-- Assigned task 1 --
According to the project description, about how many TwinsUK participants have objective measures of pain sensitivity?
-- Assigned task 2 --
Repeat the project description word for word, from "Chronic pain –" up to and including "managing chronic pain.".
-- Assigned task 3 --
List every technique and skill that the project description says the student will learn.

-- Excerpted text --

··········

Chronic pain – defined as pain lasting more than 3 months – exerts an enormous personal and economic burden, affecting >30% of people worldwide. People with chronic pain do not respond uniformly to treatments and current pain therapies are suboptimal given the substantial patient-specific differences in drug response. Mechanisms underlying patient-specific drug response remain elusive, with a broad range of genetic and environmental factors making a contribution. Patient-specific factors are understood to be another fundamental contributor and driver of differential drug response among individuals, highlighting the growing importance of deploying precision medicine in managing chronic pain.
TwinsUK is a large cohort of same-sex adult twin pairs aged 18-104 years comprising ~15,000 participants years with detailed, longitudinal health records and omics data available. In addition, ~2500 twin participants have objective measures of pain sensitivity (quantitative sensory testing, QST). The study provides a unique resource to (i) explore novel disease and target hypotheses (ii) genetically validate pain pathways, and (iii) elucidate the pathophysiology of human chronic pain.
Aim of the Project: the student will apply artificial intelligence (AI), in particular machine learning (ML)-based data integration techniques, to measures of genomics and other omics collected longitudinally in TwinsUK participants. The aim is to understand and guide development in precision medicine for chronic pain. Specifically, they would develop and apply ML algorithms for system-level integration of multiomic datasets from TwinsUK to:-
(i) characterize molecular entities (genes, proteins etc) and pathways that drive chronic pain
(ii) allow clinical stratification of pain phenotypes leveraging molecular data and biomarkers
(iii) leverage computational methods to elucidate molecular heterogeneity unique to each individual, and prediction of individual-specific response to pain drugs and therapies
(iv) compare and benchmark their computational approach with other state-of-the-art ML approaches
(v) devise replication and confirmation studies using publicly available datasets such as UK Biobank (UKB).
Techniques and Skills Learnt: genomics, multiomics, machine learning, computational biology
Overarching yearly objectives:
(i) Y1: Gain complete understanding of existing TwinsUK data sets and previous research; develop ML approaches for multimodal high dimensional omic datasets
(ii) Y2: Implement ML techniques with a focus on pain phenotypes, datasets and assessments eg. QST to generate hypotheses relevant to chronic pain
(iii) Y3: Compare and benchmark hypotheses against complementary datasets (eg. UKB) and developed computational methods
(iv) Y4: Publish in high impact journal(s) and write up thesis for submission.

··········

-- Records --
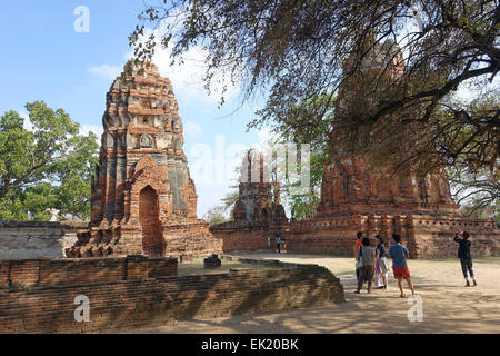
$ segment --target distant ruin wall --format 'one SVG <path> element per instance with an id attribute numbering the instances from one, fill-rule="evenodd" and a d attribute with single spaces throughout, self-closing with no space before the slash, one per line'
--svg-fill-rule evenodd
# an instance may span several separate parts
<path id="1" fill-rule="evenodd" d="M 224 251 L 267 248 L 268 237 L 273 248 L 273 236 L 278 231 L 229 224 L 212 226 L 210 230 L 222 239 Z M 427 215 L 354 215 L 293 221 L 282 225 L 279 231 L 282 250 L 288 254 L 353 256 L 356 233 L 363 231 L 364 236 L 380 234 L 387 246 L 393 243 L 393 233 L 400 234 L 411 258 L 454 258 L 458 250 L 453 241 L 454 234 L 469 231 L 472 256 L 500 256 L 500 229 L 493 220 Z"/>
<path id="2" fill-rule="evenodd" d="M 96 259 L 17 259 L 0 261 L 0 288 L 27 289 L 144 280 L 177 276 L 177 258 L 129 256 Z"/>
<path id="3" fill-rule="evenodd" d="M 0 259 L 60 258 L 87 222 L 0 221 Z"/>
<path id="4" fill-rule="evenodd" d="M 253 263 L 271 264 L 280 268 L 233 269 L 217 275 L 178 277 L 164 276 L 173 269 L 163 269 L 161 260 L 173 267 L 170 259 L 164 258 L 157 259 L 159 265 L 154 268 L 154 263 L 151 265 L 152 260 L 148 258 L 81 259 L 80 263 L 89 264 L 86 267 L 98 277 L 90 284 L 84 277 L 84 266 L 74 260 L 66 260 L 69 264 L 68 276 L 79 266 L 83 275 L 81 280 L 69 277 L 66 284 L 70 285 L 50 286 L 43 284 L 43 280 L 50 278 L 42 277 L 39 286 L 0 286 L 0 333 L 113 332 L 194 317 L 290 310 L 344 301 L 340 280 L 327 268 L 317 265 L 256 260 Z M 131 261 L 134 263 L 133 267 Z M 23 263 L 36 265 L 36 261 Z M 46 263 L 49 266 L 58 265 L 60 260 Z M 127 268 L 123 265 L 126 263 Z M 20 264 L 18 263 L 17 268 L 27 268 L 27 274 L 31 274 L 30 278 L 34 280 L 37 268 L 21 267 Z M 2 280 L 6 279 L 4 268 L 1 269 Z M 39 270 L 48 271 L 51 268 L 54 266 Z M 28 273 L 30 269 L 32 271 Z M 101 270 L 101 274 L 96 275 L 97 270 Z M 120 279 L 124 276 L 123 270 L 128 271 L 127 278 Z M 57 279 L 64 280 L 62 269 L 59 268 L 58 271 L 61 277 Z M 130 278 L 131 274 L 134 278 Z M 89 323 L 74 320 L 74 310 L 79 306 L 74 304 L 77 296 L 89 298 Z"/>
<path id="5" fill-rule="evenodd" d="M 273 235 L 266 226 L 243 222 L 230 221 L 210 228 L 210 233 L 222 241 L 224 253 L 267 250 L 276 246 Z"/>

··········

-- Problem solution 1 --
About 2,500 twin participants.

-- Problem solution 2 --
Chronic pain – defined as pain lasting more than 3 months – exerts an enormous personal and economic burden, affecting >30% of people worldwide. People with chronic pain do not respond uniformly to treatments and current pain therapies are suboptimal given the substantial patient-specific differences in drug response. Mechanisms underlying patient-specific drug response remain elusive, with a broad range of genetic and environmental factors making a contribution. Patient-specific factors are understood to be another fundamental contributor and driver of differential drug response among individuals, highlighting the growing importance of deploying precision medicine in managing chronic pain.

-- Problem solution 3 --
Genomics, multiomics, machine learning, computational biology